* Begin TEXT *
No. 81-471
IN THE SUPREME COURT OF THE STATE OF MONTANA
1982
LASZIO TORMA,
Plaintiff and Appellant,
and
SANDRA LEE TORMA,
Defendant, Respondent and Cross-Appellant.
Appeal from: District Court of the Eighteenth Judicial District,
In and for the County of Gallatin
Honorable W. W. Lessley, Judge presiding.
Counsel of Record:
For Appellant:
Moore, Rice, O'Connell & Refling, Bozeman, Montana
For Respondent:
Landoe, Brown, Planalp, Kommers and Lineberger,
Bozeman, Montana
Submitted on Briefs: February 1, 1982
Decided: May 6, 1982
Filed: I'UIAY 6
d
Clerk
Mr. Justice Frank B. Morrison, Jr., delivered the Opinion of
the Court.
This appeal results from the Eighteenth Judicial District
Court's interpretation and enforcement of a 1971 divorce
decree.
Pursuant to a 1971 dissolution decree, respondent
Sandra Torma was given custody of their minor children,
Christopher and Cynthia, then ages 10 and 7, respectively,
and appellant Laszlo Torma was "ordered to pay for the
support of the two minor children in the sum of $125.00 per
month. . ." Additionally, Sandra was given the right to
remain in possession of their jointly-owned house, located
at 1208 South Bozeman Avenue, Bozeman, Montana, "until such
time as it is otherwise mutually agreed between the parties
or until further order of this Court. . ."
Eight and one-half years later, in January of 1979,
Christopher, five months short of age eighteen, joined the
Navy, thus leaving respondent's immediate custody and care.
Laszlo presently concluded that his support obligation as to
Christopher was terminated, his underlying assumption being
that the decree provided for a severable sixty-two dollar
and fifty cent obligation per dependent child per month.
The clerk of court's records indicate that as of that month
Laszlo reduced his child support payment by one-half.
Sandra disagreed with Laszlo's interpretation of the
decree. She instituted a contempt proceeding in March of
1981 seeking child support arrearages due to Laszlo's unilateral
reduction in payments; she also sought modifica,tionof the
decree, requesting an increase in child support to $200.00
per month.
After hearing the District Court concluded that Laszlo
was not entitled to an automatic reduction in child support
upon Christopher Torma's emancipation. Accordingly, appellant
was ordered to pay respondent $1,625.00, a sum representing
the balance of the monthly obligation owing from January,
1979 to the date of hearing. Additionally, the court found
that Cynthia, a high school senior, was "an excellent student,
ambitious and hopeful of continuing to a college degree" and
that "she [would] need a place in which to live and increased
financial needs to finish college." Judge Lessley concluded
that appellant's obligation to provide $125.00 per month for
Cynthia's support continued at least until she reached 18
and until she became 22 years old if she attended college.
A corollary conclusion reached by the court was that the
parties could not sell the Bozeman residence until Cynthia
turned 22; the net proceeds from the prospective sale were
then to be divided equally between the parties. Attorney's
fees were to be paid by the respective parties.
* End TEXT *
* **TASKS TO COMPLETE**:
1 - Please copy the court opinion from "Laszlo presently concluded" to "child per month.", switching "dependent child" to "minor child".
2 - According to the court opinion, what sum was Laszlo ordered to pay respondent after the hearing?
3 - Carry on the court opinion from its last sentence.
You won't need the listing at all.
* Begin STORED DATA *
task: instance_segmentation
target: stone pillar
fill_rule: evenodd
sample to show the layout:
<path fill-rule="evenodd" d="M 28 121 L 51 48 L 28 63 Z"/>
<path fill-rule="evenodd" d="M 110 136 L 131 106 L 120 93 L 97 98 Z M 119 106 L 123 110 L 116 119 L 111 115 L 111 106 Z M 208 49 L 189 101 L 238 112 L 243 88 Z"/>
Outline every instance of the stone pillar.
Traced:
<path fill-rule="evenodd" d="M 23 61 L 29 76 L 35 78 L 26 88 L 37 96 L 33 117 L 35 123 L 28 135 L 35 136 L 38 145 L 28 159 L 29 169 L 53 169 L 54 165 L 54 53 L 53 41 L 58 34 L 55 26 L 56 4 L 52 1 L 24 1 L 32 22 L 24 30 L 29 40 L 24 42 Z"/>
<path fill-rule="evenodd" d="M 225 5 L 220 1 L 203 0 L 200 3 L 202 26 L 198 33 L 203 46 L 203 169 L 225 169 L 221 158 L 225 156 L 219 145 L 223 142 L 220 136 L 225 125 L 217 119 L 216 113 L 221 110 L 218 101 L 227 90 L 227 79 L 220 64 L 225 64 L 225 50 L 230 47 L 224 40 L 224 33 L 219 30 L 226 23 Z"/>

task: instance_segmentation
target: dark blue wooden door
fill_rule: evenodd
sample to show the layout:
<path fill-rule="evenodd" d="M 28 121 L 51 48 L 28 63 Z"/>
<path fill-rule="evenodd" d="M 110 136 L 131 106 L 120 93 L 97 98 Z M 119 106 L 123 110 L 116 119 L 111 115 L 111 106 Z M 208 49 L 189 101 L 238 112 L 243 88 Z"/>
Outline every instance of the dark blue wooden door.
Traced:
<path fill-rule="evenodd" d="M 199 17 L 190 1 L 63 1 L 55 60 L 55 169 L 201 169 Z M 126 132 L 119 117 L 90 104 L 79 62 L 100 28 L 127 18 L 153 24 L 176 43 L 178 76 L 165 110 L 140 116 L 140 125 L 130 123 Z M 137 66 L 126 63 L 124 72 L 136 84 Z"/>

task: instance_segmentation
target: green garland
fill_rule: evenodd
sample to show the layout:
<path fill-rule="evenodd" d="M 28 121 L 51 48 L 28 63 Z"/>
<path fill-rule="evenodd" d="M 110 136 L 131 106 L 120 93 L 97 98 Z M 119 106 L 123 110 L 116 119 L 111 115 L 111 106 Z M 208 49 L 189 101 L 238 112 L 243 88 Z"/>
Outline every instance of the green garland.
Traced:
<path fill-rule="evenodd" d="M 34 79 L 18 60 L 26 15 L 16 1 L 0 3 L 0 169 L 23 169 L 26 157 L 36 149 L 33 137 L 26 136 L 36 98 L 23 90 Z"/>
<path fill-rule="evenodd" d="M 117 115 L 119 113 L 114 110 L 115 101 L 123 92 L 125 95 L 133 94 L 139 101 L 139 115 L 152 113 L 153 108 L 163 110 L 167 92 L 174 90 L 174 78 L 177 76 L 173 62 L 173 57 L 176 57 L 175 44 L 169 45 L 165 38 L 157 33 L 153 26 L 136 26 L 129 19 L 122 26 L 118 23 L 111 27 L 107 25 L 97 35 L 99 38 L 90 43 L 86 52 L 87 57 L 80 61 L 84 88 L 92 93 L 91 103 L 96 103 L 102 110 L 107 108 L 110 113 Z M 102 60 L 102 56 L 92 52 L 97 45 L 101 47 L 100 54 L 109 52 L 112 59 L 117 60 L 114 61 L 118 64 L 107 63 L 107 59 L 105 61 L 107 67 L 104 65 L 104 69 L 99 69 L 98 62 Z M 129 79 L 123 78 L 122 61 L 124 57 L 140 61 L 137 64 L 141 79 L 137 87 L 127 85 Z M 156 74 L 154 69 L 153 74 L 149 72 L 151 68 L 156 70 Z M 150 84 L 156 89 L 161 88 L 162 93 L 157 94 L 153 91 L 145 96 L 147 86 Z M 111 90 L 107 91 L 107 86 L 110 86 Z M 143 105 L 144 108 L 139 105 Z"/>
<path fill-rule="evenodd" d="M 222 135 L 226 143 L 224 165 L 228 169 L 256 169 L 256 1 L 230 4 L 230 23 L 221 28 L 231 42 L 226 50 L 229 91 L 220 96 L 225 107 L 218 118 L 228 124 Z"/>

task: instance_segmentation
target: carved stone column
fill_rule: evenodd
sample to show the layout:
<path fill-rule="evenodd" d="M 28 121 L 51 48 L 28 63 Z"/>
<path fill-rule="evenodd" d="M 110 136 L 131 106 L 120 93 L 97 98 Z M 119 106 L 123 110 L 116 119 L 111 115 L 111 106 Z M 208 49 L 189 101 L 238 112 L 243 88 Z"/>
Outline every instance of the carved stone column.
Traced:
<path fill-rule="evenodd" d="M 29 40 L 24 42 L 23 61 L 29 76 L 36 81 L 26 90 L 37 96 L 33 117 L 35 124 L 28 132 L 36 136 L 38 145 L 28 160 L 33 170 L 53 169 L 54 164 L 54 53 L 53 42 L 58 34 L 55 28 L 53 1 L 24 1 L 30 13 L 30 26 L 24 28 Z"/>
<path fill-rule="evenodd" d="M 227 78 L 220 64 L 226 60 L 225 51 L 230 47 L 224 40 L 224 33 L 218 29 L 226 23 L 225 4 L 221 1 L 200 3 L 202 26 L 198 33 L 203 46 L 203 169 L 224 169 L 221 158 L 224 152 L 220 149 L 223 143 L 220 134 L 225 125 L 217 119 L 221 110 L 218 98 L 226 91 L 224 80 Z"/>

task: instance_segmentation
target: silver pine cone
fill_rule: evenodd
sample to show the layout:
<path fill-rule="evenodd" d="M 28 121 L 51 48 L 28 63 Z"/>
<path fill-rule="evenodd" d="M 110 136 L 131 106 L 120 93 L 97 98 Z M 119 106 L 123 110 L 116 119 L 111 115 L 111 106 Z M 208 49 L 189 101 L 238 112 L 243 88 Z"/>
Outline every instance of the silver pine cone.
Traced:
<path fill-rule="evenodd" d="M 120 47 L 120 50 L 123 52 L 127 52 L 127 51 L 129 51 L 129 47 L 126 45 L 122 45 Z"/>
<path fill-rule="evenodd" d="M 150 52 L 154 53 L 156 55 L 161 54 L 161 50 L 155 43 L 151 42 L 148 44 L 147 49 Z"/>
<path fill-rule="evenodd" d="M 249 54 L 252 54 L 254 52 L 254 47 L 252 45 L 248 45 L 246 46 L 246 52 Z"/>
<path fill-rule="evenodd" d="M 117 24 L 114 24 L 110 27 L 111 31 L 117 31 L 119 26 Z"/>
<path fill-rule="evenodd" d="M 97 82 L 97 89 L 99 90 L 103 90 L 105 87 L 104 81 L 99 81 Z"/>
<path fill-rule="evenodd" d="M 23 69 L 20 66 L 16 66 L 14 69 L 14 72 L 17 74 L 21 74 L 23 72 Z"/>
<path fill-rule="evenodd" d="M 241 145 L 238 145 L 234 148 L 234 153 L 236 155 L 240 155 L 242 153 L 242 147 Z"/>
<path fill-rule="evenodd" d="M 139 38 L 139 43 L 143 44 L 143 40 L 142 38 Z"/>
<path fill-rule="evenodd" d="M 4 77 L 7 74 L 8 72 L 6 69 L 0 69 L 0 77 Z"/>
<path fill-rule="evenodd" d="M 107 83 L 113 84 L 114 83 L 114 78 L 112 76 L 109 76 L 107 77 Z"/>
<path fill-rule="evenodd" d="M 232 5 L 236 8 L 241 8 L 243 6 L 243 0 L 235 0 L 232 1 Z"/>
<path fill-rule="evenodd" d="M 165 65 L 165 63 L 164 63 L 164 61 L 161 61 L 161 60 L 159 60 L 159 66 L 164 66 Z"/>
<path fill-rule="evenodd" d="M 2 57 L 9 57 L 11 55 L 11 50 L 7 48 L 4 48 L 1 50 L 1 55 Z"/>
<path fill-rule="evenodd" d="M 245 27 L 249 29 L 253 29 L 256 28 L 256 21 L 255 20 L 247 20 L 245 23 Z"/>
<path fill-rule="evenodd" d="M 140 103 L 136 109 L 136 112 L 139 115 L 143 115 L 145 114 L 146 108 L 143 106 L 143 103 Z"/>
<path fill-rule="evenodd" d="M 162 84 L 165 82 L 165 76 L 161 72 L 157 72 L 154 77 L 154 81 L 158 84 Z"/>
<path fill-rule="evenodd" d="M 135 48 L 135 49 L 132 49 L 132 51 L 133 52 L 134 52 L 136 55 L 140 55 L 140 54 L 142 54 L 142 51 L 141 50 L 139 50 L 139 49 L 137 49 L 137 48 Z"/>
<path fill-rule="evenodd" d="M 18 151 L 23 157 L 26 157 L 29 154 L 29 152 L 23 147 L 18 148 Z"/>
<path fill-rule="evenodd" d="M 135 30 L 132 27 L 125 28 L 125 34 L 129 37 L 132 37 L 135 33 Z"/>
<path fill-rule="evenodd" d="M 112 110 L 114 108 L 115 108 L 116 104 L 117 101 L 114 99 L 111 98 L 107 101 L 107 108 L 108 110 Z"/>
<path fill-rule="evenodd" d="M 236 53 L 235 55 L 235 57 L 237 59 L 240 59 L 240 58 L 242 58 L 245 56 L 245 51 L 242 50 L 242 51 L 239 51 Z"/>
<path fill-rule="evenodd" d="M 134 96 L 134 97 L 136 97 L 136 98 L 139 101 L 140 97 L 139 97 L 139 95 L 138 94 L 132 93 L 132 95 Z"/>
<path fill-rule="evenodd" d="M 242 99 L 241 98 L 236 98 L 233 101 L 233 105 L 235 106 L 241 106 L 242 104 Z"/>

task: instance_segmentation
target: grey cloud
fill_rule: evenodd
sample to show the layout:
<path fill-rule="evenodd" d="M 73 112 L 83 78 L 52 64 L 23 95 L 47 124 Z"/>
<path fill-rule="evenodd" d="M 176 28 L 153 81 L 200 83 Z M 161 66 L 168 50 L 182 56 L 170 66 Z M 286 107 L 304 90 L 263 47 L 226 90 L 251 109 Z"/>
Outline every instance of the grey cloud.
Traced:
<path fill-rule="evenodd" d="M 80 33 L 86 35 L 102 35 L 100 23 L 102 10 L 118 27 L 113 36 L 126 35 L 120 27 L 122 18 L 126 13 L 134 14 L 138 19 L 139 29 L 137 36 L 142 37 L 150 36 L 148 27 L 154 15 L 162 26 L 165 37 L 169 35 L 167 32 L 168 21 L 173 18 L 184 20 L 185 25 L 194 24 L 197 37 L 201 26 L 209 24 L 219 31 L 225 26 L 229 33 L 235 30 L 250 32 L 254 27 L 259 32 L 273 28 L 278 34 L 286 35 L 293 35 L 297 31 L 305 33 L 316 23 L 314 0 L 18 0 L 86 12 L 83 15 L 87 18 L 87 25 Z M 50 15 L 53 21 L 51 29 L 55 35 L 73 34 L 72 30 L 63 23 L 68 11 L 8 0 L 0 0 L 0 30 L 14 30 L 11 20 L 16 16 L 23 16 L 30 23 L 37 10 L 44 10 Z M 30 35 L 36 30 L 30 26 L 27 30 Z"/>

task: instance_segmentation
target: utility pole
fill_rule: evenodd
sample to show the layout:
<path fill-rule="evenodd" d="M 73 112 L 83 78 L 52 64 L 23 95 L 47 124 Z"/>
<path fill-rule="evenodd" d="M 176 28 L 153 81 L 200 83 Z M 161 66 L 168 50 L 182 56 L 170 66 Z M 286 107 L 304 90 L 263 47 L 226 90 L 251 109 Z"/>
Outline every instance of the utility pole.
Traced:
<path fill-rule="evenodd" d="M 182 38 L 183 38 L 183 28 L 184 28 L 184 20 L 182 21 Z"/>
* End STORED DATA *
* **PER-TASK OUTPUTS**:
1 -
Laszlo presently concluded that his support obligation as to
Christopher was terminated, his underlying assumption being
that the decree provided for a severable sixty-two dollar
and fifty cent obligation per minor child per month.

2 - $1,625.00

3 -
Both parties appeal from the lower court's order.
Laszlo contends the district court erred in ordering him to
pay the child support arrearages, continuing his child
support obligation until Cynthia reached 22 if she attends
college, and postponing sale of the parties' house until
Cynthia is 22 years old. Sandra raises as error the District
Court's failure to order Laszlo to pay interest on the
support arrearages and Sandra's attorney's fees, the denial
of her motion to increase child support, and the equal
division of the net proceeds of the future sale of the
parties' residence.
Child Support: Obligations for Adult Children, Arrearages,
Interest, and Denial of Modification.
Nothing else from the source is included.